Stored items from a collection:
+ + + + +
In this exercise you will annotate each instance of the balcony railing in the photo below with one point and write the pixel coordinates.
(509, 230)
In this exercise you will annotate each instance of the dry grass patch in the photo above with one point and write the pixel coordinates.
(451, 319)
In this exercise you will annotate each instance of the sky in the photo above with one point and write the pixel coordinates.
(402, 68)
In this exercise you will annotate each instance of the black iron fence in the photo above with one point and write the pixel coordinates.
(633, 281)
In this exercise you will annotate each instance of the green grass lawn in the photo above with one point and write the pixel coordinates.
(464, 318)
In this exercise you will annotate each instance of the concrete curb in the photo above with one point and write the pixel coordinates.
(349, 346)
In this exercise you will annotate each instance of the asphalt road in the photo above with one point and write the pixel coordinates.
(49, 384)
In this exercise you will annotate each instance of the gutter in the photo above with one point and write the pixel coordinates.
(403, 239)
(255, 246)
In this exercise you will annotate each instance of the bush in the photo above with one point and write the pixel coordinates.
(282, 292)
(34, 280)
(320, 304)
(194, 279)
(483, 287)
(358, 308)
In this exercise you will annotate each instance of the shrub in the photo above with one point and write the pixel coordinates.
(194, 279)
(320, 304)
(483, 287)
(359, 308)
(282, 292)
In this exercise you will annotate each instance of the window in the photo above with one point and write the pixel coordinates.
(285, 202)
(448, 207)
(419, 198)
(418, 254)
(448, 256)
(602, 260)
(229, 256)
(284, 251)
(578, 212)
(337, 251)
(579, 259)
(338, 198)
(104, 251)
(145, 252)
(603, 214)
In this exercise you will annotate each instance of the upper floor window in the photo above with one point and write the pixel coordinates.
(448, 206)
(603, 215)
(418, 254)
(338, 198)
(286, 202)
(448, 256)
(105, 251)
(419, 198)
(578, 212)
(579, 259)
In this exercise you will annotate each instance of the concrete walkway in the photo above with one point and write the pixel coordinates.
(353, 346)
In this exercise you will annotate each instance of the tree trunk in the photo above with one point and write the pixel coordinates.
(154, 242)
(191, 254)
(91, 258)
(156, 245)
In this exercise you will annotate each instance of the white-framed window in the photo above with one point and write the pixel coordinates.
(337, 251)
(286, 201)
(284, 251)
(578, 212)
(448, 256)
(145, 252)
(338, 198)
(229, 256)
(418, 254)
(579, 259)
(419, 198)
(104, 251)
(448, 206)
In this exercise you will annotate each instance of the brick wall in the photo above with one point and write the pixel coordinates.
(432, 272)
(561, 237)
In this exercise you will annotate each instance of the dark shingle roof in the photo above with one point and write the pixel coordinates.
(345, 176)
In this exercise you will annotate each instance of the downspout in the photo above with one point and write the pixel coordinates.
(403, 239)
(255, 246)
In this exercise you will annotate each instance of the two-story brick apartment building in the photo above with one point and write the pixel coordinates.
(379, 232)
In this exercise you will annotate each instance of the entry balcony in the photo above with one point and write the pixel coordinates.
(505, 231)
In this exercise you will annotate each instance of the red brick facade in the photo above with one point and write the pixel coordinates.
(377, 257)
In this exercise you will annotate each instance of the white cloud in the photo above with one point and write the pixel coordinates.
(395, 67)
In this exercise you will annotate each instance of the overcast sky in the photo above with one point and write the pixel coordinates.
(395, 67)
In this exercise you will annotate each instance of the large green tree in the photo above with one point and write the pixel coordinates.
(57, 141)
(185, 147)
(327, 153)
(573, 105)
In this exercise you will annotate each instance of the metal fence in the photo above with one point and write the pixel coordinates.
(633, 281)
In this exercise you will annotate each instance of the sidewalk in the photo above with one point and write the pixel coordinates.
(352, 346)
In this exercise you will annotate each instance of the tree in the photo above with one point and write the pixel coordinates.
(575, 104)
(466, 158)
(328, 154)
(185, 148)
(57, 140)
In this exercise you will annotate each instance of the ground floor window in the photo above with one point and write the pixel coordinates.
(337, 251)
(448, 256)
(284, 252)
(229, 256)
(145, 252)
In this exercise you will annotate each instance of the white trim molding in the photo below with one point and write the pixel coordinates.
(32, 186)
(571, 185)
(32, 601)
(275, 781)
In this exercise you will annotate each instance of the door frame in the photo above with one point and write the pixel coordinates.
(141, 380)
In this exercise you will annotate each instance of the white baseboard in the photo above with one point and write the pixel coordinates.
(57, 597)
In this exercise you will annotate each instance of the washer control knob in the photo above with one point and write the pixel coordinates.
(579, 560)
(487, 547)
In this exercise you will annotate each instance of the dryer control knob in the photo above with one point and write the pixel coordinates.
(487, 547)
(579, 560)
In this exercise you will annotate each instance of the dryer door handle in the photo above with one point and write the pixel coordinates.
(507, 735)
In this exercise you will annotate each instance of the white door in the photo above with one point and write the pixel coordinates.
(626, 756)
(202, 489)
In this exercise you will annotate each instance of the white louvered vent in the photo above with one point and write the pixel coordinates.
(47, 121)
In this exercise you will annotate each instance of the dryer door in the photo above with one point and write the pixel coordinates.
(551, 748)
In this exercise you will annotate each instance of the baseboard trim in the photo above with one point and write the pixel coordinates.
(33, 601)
+ + + + +
YOUR INSTRUCTIONS:
Would you please repeat all the entries exactly as written?

WRITTEN RESPONSE:
In this exercise you will annotate each instance of the balcony railing in the photo below with one point and write the pixel coordinates.
(509, 230)
In this exercise you will annotate each instance of the dry grass patch in the photo above with one point and write the pixel coordinates.
(451, 319)
In this exercise you will annotate each instance of the sky in the photo above with one point and write the pixel coordinates.
(402, 68)
In this exercise you will annotate each instance of the black iron fence in the photo above with one point and write the pixel coordinates.
(633, 281)
In this exercise you will annotate each instance of the green grass lawn in the photo above with one point and write the pixel coordinates.
(464, 318)
In this exercise you will annotate each instance of the concrete curb in the photo above with one point and write the pixel coordinates.
(349, 346)
In this exercise you will annotate each instance of the asphalt road in the photo above with one point and write the pixel coordinates.
(49, 384)
In this exercise you will annotate each instance of the gutter in the photo above with one point and write the pixel coordinates.
(403, 239)
(255, 246)
In this exercise you will annotate each instance of the bush in the photo above with one point and write the pixel coordinates.
(282, 292)
(34, 280)
(320, 304)
(194, 279)
(483, 287)
(358, 308)
In this exercise you will annotate each instance of the shrub in the photo above with one point and write the pixel coordinates.
(194, 279)
(320, 304)
(483, 287)
(359, 308)
(282, 292)
In this exercise you will annotate each instance of the window in the photo above with one point and write the pixel coordinates.
(285, 202)
(448, 207)
(419, 198)
(418, 254)
(448, 256)
(602, 260)
(229, 256)
(284, 251)
(578, 212)
(337, 251)
(579, 259)
(338, 198)
(104, 251)
(145, 252)
(603, 214)
In this exercise you will annotate each instance of the upper floor window in the photo above with one point and write the pixel coordinates.
(448, 206)
(603, 215)
(418, 254)
(338, 198)
(286, 202)
(448, 256)
(105, 251)
(419, 198)
(578, 212)
(579, 259)
In this exercise you will annotate each instance of the concrete walkway in the photo above with one point and write the pixel coordinates.
(353, 346)
In this exercise you will annotate each instance of the tree trunk in the photo above with one point and write the pixel coordinates.
(154, 242)
(191, 254)
(91, 258)
(156, 245)
In this exercise you will annotate each instance of the white-framed window in the photo above with one point and write the pixel coordinates.
(337, 251)
(286, 201)
(284, 251)
(578, 212)
(448, 256)
(145, 252)
(338, 198)
(229, 256)
(418, 254)
(579, 259)
(419, 198)
(104, 251)
(448, 206)
In this exercise you will annotate each instance of the brick wall in the photo above with one point and write the pixel coordinates.
(432, 272)
(561, 237)
In this exercise you will annotate each instance of the dark shingle roof in the photo above with one point and write the pixel coordinates.
(345, 176)
In this exercise you will annotate each instance of the downspout in the photo above with one point and write the pixel coordinates.
(403, 239)
(255, 246)
In this exercise you will annotate each instance of the two-story brick apartment building in the photo above with one point and write the pixel coordinates.
(379, 232)
In this exercise you will annotate each instance of the entry balcony in the photo above with one point and write the pixel coordinates.
(505, 231)
In this exercise you will annotate each instance of the red brick facade in the photo above with one point and write the pixel coordinates.
(377, 257)
In this exercise you will annotate each instance of the white cloud in the photo above with one point and write the pixel coordinates.
(395, 67)
In this exercise you will annotate each instance of the overcast sky in the photo above with one point and write the pixel coordinates.
(395, 67)
In this exercise you will annotate each instance of the large green tree in the photo above with one point and write the pixel coordinates.
(57, 141)
(185, 147)
(327, 153)
(573, 105)
In this exercise you will annotate each instance of the metal fence in the photo above with one point and write the pixel coordinates.
(633, 281)
In this exercise you will annotate each instance of the sidewalk in the photo above with one point and write the pixel coordinates.
(352, 346)
In this exercise you will annotate each instance of the tree in the photo above with one point and write the pixel coordinates.
(575, 104)
(466, 158)
(328, 154)
(185, 148)
(57, 140)
In this exercise you will annotate each instance of the ground floor window in the photo above with one point and write the pixel coordinates.
(337, 251)
(448, 256)
(284, 252)
(229, 256)
(145, 252)
In this exercise you will annotate each instance of the white trim molding in the photo below with one point and write the pixel coordinates.
(32, 186)
(571, 185)
(32, 601)
(275, 781)
In this exercise you will annotate each instance of the door frame in the photo above with one point and write the pixel coordinates.
(141, 380)
In this exercise you will annotate each instance of the white baseboard in the photo above with one point and write the pixel coordinates.
(57, 597)
In this exercise you will annotate each instance of the washer control knob in the photo above with one point and write the pixel coordinates.
(579, 560)
(487, 547)
In this exercise you will annotate each instance of the dryer control knob in the photo above with one point and write the pixel coordinates.
(487, 547)
(579, 560)
In this exercise you will annotate each instance of the dryer door handle in the photo above with one point and write the pixel coordinates.
(507, 735)
In this exercise you will annotate each instance of the white door in the photo above with one point and write the pixel coordinates.
(626, 756)
(202, 489)
In this exercise you will annotate each instance of the white louvered vent in the photo above with one point and write the pixel coordinates.
(47, 121)
In this exercise you will annotate each instance of the dryer door in the photo above with one point and write the pixel coordinates.
(551, 748)
In this exercise you will annotate each instance of the baseboard trim in the photo above with one point and write the pixel coordinates.
(33, 601)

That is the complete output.